*Data listing*

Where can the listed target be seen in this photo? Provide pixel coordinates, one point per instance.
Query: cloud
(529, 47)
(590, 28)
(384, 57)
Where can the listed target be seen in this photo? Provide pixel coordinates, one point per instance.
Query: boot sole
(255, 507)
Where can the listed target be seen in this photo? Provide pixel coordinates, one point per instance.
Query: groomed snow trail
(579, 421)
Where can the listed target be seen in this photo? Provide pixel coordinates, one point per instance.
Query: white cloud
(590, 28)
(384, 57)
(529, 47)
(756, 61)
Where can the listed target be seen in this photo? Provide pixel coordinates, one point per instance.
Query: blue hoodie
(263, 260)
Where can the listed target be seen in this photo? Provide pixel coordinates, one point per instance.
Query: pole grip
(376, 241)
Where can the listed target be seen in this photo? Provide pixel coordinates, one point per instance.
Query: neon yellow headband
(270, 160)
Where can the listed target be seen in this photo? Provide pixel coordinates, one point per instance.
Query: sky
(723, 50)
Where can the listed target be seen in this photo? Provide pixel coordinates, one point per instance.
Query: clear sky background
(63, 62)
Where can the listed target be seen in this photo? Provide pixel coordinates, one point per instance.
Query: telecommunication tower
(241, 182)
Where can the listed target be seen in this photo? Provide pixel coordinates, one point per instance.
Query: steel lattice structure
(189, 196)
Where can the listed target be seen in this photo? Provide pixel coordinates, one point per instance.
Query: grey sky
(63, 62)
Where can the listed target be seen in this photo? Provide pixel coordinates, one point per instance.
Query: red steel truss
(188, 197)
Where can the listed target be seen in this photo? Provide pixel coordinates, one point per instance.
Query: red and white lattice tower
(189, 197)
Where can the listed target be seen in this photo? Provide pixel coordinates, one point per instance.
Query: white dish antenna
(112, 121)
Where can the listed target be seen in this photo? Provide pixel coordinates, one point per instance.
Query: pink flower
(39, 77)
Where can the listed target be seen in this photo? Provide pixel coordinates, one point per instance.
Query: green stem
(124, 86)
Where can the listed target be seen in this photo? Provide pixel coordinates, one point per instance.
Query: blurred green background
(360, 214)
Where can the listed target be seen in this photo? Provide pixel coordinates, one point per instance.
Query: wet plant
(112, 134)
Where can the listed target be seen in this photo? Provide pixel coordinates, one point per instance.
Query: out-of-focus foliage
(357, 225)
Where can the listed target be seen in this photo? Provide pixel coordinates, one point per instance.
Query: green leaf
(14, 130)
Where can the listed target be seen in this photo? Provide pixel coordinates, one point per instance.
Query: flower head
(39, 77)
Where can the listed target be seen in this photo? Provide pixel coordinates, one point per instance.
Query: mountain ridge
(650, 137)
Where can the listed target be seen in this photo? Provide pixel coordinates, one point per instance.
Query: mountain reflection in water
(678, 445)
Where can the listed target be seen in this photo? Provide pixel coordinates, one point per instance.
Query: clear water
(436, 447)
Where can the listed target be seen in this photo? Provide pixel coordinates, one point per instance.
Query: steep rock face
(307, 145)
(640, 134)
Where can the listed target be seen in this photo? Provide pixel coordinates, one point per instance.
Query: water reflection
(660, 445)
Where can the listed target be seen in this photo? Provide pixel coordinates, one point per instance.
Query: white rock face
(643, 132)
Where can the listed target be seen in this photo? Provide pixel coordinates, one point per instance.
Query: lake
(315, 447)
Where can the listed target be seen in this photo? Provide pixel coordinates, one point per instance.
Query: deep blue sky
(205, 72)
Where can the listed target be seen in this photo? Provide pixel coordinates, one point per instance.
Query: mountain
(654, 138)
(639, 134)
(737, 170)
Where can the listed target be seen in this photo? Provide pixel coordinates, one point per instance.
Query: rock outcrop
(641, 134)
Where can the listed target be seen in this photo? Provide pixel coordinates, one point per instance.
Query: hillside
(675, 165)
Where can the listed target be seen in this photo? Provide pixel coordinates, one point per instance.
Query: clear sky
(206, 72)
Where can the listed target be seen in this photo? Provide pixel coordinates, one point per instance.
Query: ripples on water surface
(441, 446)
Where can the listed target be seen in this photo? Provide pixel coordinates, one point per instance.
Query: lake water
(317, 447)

*What the exercise asks*
Using the data above, print every record exactly as shown.

*Answer to the task*
Where can the listed target be seen in this photo? Provide pixel coordinates, one point per instance.
Query: cloud
(529, 47)
(590, 28)
(384, 57)
Where can the listed target be seen in this photo? Provide pixel coordinates, one point per instance.
Query: boot sole
(255, 507)
Where can the listed target be seen in this photo? Provide pixel coordinates, one point per instance.
Query: groomed snow trail
(579, 421)
Where can the listed target be seen in this photo? Provide pixel coordinates, one point per instance.
Query: white cloud
(590, 28)
(384, 57)
(529, 47)
(756, 61)
Where can the listed target be seen in this photo? Provide pixel coordinates, one point per instance.
Query: blue hoodie
(263, 260)
Where can the listed target be seen in this photo? Provide pixel coordinates, one point per instance.
Query: pole grip
(376, 241)
Where can the listed target be seen in this photo? Provide pixel coordinates, one point per instance.
Query: neon yellow headband
(270, 160)
Where can the listed target be seen in this photo? Provide pixel coordinates, one point per instance.
Query: sky
(723, 50)
Where can the listed target be seen in this photo? Provide pixel coordinates, one point per instance.
Query: clear sky background
(63, 62)
Where can the listed target be seen in this photo? Provide pixel coordinates, one point per instance.
Query: telecommunication tower
(241, 182)
Where can the listed target be seen in this photo? Provide pixel coordinates, one point per instance.
Query: steel lattice structure
(189, 196)
Where can the listed target be seen in this photo? Provide pixel coordinates, one point per instance.
Query: grey sky
(63, 62)
Where can the listed target be seen in this photo? Provide pixel coordinates, one point per instance.
Query: red steel truss
(188, 197)
Where can the listed target be seen in this photo? Provide pixel coordinates, one point per instance.
Query: red and white lattice tower
(189, 197)
Where can the listed target be seen in this photo? Provide pixel coordinates, one point per instance.
Query: white dish antenna
(112, 121)
Where can the listed target be seen in this photo? Provide pixel coordinates, one point per instance.
Query: pink flower
(39, 77)
Where can the listed target be seen in this photo? Provide pixel coordinates, one point per instance.
Query: green stem
(124, 86)
Where can the listed target be seen in this photo? Provide pixel coordinates, one point per instance.
Query: blurred green background
(360, 214)
Where can the listed target be seen in this photo? Provide pixel coordinates, one point per instance.
Query: wet plant
(112, 134)
Where can the listed target be seen in this photo? Provide pixel coordinates, one point per instance.
Query: out-of-focus foliage
(357, 225)
Where can the listed target be seen in this photo? Provide pixel coordinates, one point per instance.
Query: green leaf
(14, 130)
Where can the listed target be seen in this photo? Provide pixel coordinates, one point per instance.
Query: flower head
(39, 77)
Where can the listed target be seen in this photo? Provide pixel coordinates, one point per instance.
Query: mountain ridge
(650, 137)
Where can the listed target be seen in this photo? Provide pixel coordinates, one point per instance.
Query: mountain reflection in water
(678, 445)
Where can the listed target be seen in this photo? Provide pixel coordinates, one point per instance.
Query: clear water
(436, 447)
Where can the listed target be seen in this photo? Provide pixel coordinates, one point per instance.
Query: steep rock face
(307, 145)
(640, 134)
Where can the listed target be seen in this photo? Provide pixel coordinates, one point per instance.
Query: water reflection
(660, 445)
Where can the listed target be seen in this photo? Provide pixel coordinates, one point per instance.
Query: white rock face
(643, 132)
Where can the listed target be seen in this photo? Provide pixel coordinates, one point per instance.
Query: lake
(315, 447)
Where can the listed target be seen in this photo? Provide pixel coordinates, one point per instance.
Query: deep blue sky
(205, 72)
Where can the listed target be seen in this photo? Provide pixel coordinates, one point per instance.
Query: mountain
(654, 138)
(639, 134)
(737, 170)
Where can the listed target be seen in this photo? Provide pixel coordinates, one point per instance.
Query: rock outcrop
(641, 134)
Where can the listed target be seen in this photo? Provide pixel coordinates, one point per instance.
Query: hillside
(675, 165)
Where can the listed target be seen in this photo? Provide pixel coordinates, one point per instance.
Query: clear sky
(206, 72)
Where can the listed target be seen in this photo? Provide pixel coordinates, one point per instance.
Query: ripples on water surface
(441, 446)
Where can the listed target be seen in this photo? Provide pixel coordinates, one point per instance.
Query: lake water
(317, 447)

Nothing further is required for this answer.